◆ WHAT IS REQUIRED
Copy out every line of the data exactly.

◆ PROVIDED ENTRIES
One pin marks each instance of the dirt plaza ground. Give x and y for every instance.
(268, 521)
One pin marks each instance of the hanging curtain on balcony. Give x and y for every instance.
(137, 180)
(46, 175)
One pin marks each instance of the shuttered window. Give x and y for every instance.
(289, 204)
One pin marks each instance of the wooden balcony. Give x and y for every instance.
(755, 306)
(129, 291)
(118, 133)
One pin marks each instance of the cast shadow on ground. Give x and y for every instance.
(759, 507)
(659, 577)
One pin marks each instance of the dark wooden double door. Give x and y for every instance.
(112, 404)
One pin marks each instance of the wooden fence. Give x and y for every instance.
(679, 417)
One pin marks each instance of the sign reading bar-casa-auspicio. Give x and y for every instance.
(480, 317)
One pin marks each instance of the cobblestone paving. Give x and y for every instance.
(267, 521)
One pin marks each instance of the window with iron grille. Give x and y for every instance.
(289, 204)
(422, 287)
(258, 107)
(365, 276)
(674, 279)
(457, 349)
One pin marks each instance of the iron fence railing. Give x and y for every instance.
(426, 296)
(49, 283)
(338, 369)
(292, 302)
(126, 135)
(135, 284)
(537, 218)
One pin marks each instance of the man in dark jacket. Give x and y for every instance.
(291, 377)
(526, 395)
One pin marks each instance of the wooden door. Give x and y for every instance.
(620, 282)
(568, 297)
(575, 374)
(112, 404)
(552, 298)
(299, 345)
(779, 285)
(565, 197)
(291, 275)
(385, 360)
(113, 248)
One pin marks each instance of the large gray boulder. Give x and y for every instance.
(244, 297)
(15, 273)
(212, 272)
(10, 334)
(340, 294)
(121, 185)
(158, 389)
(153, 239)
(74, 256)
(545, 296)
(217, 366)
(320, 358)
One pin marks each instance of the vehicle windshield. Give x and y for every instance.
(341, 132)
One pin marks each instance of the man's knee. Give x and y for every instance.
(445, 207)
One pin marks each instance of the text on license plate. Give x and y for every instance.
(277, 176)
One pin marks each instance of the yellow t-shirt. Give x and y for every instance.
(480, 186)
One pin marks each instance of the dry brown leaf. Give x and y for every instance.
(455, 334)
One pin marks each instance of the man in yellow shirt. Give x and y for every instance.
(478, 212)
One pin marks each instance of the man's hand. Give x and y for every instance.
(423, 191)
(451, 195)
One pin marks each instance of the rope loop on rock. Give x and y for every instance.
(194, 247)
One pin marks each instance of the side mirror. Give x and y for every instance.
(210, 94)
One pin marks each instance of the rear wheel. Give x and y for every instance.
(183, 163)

◆ ANSWER TO THE EXERCISE
One pin marks each instance of the dirt plaza ground. Give x and y for every instance.
(268, 521)
One pin marks each instance of the hanging curtain on balcony. Give x and y for every instance.
(137, 180)
(46, 175)
One pin marks each instance of the shuttered window. Give x and y for every instance.
(289, 204)
One pin marks each instance of the wooden balcony. Give x and y for every instance.
(755, 306)
(129, 291)
(118, 133)
One pin marks each instance of the cast shadow on ground. Give x and y for every instance.
(759, 507)
(659, 577)
One pin marks each instance of the dark wooden double door. Give x and y for every instance.
(112, 404)
One pin marks each instance of the wooden fence. Give x and y for every instance.
(679, 417)
One pin marks each instance of the sign reading bar-casa-auspicio. Give x and y for every instance.
(480, 317)
One pin marks each instance of the cobblestone paving. Give x and y for every instance.
(267, 521)
One pin marks each instance of the window with iron grille. Give x and y for every instance.
(289, 204)
(422, 287)
(258, 107)
(365, 276)
(674, 279)
(457, 349)
One pin marks each instance of the iron fence railing. Give x and y for every instance.
(426, 296)
(49, 283)
(338, 369)
(292, 302)
(126, 135)
(135, 284)
(537, 218)
One pin marks each instance of the man in dark jacket. Give x and y for every instance.
(291, 377)
(526, 395)
One pin marks each instance of the wooden door. Give x and y for every instance.
(620, 282)
(568, 297)
(575, 374)
(112, 404)
(552, 298)
(299, 345)
(779, 285)
(565, 197)
(291, 275)
(385, 360)
(113, 248)
One pin marks each instance of the large gray boulder. Give x and y for every instance.
(244, 297)
(15, 273)
(212, 272)
(10, 334)
(340, 294)
(121, 185)
(158, 389)
(153, 239)
(74, 256)
(545, 296)
(217, 366)
(320, 358)
One pin marks each instance of the vehicle windshield. Give x and y for every instance.
(341, 132)
One pin marks each instance of the man's knee. Give x and y for every instance.
(445, 207)
One pin marks each instance of the text on license plate. Give x and y for every instance.
(277, 176)
One pin marks each instance of the yellow t-shirt. Give x and y for every instance.
(480, 186)
One pin marks each instance of the dry brown leaf. Give x and y for every instance.
(455, 334)
One pin marks each instance of the man in yellow shirt. Give x and y for every instance.
(478, 212)
One pin marks each instance of the man's hand. Give x and y for every instance.
(423, 191)
(451, 195)
One pin marks each instance of the rope loop on rock. Give x and y for every instance.
(194, 247)
One pin marks each instance of the side mirror. Give x and y for every instance.
(210, 94)
One pin marks each instance of the rear wheel. Give x and y for every instance.
(183, 163)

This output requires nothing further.